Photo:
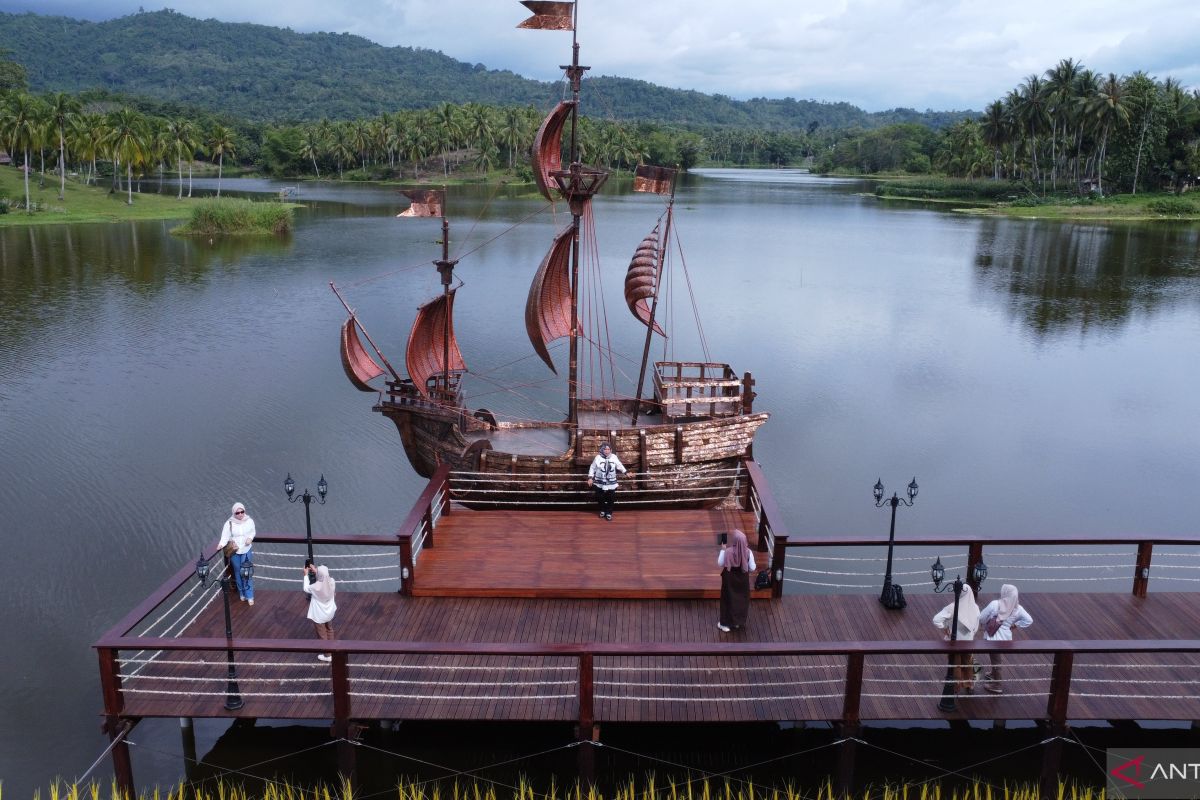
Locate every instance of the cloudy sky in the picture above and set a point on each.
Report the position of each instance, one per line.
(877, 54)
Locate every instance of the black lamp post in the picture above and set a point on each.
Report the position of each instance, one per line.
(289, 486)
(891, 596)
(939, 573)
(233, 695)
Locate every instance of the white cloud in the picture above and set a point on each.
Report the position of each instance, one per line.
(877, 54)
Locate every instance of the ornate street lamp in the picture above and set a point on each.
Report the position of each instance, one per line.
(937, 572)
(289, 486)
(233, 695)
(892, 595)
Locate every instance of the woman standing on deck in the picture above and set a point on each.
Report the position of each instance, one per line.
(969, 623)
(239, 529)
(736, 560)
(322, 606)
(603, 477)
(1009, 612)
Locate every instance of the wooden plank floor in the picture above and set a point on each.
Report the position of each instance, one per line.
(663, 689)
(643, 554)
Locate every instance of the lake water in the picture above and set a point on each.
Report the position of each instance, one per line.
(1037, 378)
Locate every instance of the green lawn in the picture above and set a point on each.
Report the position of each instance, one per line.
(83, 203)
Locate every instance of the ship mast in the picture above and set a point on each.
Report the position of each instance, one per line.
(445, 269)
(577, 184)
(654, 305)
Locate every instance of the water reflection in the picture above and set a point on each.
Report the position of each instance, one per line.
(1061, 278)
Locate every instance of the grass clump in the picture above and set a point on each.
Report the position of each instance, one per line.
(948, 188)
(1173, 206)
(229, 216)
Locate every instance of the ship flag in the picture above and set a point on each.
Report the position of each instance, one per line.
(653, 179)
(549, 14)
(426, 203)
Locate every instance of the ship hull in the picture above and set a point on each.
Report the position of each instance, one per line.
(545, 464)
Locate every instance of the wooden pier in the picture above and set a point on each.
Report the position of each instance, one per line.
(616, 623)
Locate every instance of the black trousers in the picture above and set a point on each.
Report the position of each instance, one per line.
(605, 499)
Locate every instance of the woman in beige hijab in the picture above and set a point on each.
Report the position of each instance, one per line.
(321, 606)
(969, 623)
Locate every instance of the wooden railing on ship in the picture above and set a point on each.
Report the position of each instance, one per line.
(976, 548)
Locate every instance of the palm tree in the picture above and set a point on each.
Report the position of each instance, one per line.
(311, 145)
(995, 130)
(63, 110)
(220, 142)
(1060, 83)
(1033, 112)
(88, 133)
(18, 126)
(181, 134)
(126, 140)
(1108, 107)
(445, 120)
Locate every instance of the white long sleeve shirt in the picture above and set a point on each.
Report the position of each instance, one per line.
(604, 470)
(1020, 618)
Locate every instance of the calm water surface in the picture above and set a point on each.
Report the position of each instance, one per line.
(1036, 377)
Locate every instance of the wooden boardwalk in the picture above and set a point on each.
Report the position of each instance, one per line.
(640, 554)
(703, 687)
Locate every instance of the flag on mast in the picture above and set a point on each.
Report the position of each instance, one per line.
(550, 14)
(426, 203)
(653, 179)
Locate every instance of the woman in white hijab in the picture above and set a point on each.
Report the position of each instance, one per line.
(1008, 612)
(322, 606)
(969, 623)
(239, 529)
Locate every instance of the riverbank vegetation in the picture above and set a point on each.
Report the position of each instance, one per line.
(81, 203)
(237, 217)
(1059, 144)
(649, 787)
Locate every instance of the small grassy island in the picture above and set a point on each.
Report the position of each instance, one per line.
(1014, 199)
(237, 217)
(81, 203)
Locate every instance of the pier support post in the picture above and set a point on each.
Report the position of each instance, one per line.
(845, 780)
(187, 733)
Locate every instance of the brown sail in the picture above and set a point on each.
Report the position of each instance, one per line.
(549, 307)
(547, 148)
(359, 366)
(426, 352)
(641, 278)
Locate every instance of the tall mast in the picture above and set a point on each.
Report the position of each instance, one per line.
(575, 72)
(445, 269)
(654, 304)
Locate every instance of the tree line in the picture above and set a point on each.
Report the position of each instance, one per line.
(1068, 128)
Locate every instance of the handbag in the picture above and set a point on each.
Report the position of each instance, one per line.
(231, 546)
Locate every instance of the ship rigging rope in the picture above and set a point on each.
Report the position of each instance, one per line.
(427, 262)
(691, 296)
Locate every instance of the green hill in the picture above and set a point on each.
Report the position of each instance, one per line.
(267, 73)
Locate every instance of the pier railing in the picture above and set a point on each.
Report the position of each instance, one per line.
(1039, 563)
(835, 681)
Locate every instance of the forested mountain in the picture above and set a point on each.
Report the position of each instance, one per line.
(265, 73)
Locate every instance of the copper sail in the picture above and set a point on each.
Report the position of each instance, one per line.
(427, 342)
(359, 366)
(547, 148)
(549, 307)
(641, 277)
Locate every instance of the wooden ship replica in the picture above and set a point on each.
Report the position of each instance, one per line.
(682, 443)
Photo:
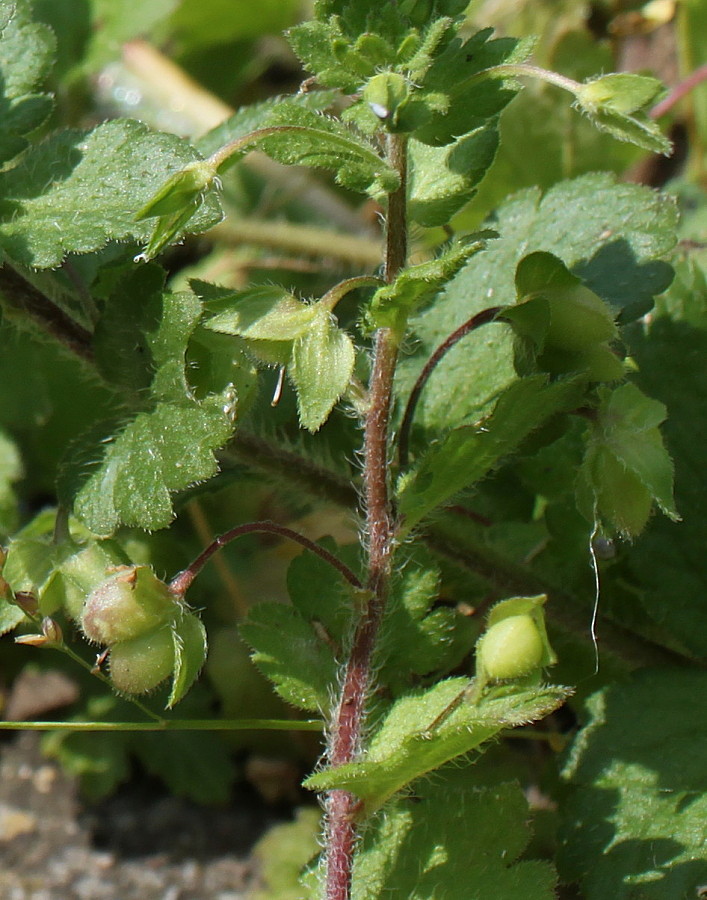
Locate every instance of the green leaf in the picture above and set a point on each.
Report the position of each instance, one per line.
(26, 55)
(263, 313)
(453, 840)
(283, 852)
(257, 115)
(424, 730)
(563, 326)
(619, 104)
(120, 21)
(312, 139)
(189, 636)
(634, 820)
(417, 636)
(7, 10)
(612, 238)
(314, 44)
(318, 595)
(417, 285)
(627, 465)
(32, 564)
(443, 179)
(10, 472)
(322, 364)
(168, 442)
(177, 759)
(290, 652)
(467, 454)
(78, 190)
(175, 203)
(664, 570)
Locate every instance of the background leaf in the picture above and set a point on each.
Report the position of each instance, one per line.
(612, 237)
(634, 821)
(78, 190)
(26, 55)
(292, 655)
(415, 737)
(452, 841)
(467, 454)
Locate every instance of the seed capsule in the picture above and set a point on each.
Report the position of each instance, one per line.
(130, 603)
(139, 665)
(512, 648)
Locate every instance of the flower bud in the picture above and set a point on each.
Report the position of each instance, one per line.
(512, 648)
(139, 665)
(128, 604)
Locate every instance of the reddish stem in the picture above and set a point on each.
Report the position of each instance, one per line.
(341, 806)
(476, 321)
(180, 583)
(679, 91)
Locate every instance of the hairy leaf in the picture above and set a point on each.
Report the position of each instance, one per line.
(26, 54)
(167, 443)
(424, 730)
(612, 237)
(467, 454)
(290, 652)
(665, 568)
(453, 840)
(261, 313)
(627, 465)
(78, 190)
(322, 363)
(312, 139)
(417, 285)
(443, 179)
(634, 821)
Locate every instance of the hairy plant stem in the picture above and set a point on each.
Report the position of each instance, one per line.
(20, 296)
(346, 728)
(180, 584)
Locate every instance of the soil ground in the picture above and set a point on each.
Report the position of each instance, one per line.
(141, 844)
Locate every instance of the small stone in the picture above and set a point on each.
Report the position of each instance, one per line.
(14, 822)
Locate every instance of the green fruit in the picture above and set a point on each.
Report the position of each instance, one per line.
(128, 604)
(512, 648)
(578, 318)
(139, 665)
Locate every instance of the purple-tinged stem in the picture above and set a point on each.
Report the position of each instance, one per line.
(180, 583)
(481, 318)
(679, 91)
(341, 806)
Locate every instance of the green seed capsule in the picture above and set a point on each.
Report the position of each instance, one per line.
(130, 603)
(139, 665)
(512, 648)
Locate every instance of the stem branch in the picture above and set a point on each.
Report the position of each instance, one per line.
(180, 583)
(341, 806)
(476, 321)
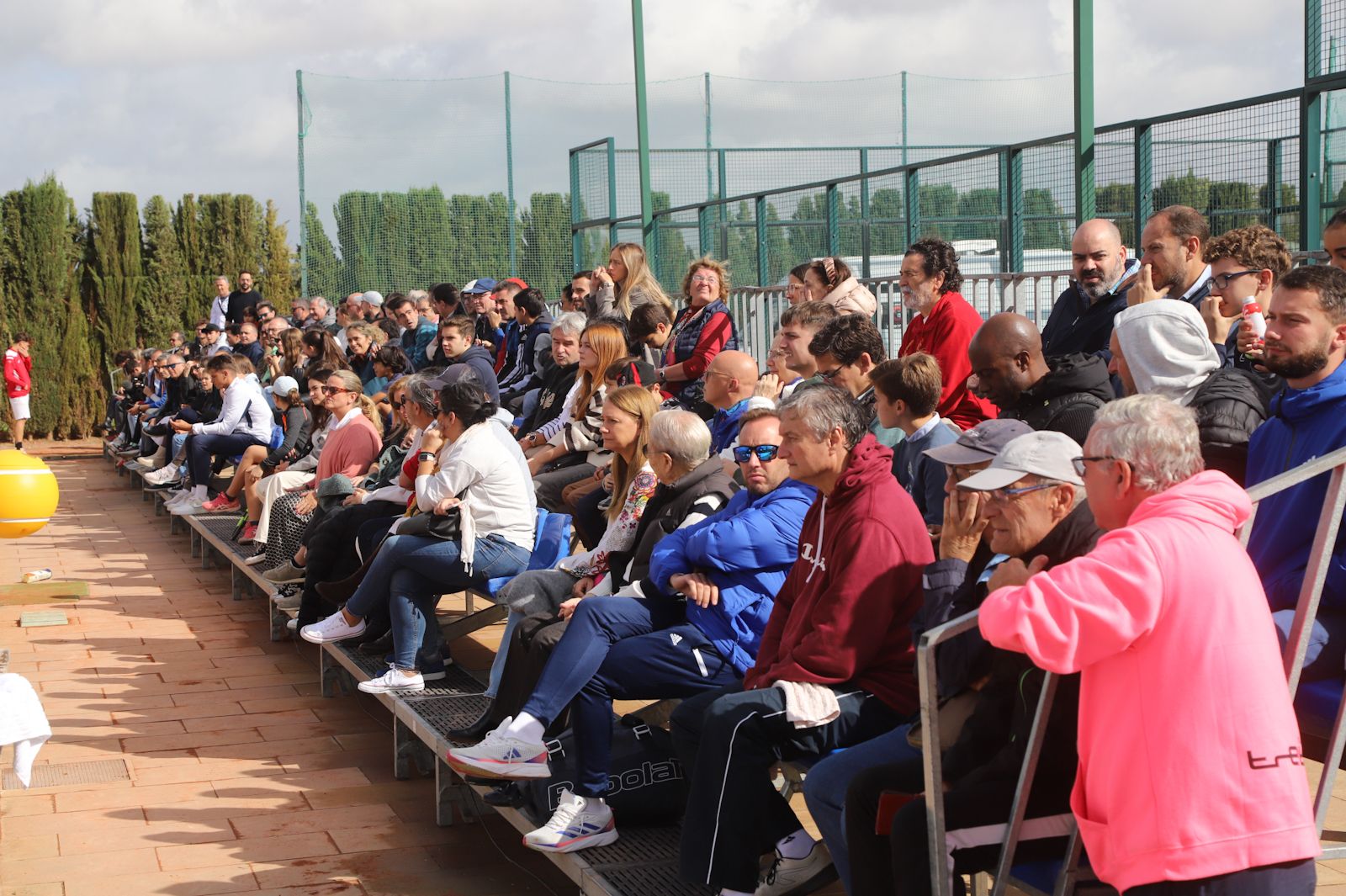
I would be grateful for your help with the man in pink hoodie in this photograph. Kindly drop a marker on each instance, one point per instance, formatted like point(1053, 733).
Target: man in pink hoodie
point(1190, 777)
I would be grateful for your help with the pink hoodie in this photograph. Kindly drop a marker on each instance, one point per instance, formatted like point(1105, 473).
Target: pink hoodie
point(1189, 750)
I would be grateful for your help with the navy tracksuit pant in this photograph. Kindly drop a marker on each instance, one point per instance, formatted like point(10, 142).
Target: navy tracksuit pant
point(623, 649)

################

### [Task to carry out]
Copy verbatim the lines from the one containing "I would be grateful for your help with the pink" through the one containing "point(1189, 750)", including both of those lines.

### [Task output]
I would be grateful for your help with the pink hoodie in this photograph. Kindly drop a marker on each instance, one point per instance, formatted like point(1105, 473).
Target: pink hoodie
point(1189, 750)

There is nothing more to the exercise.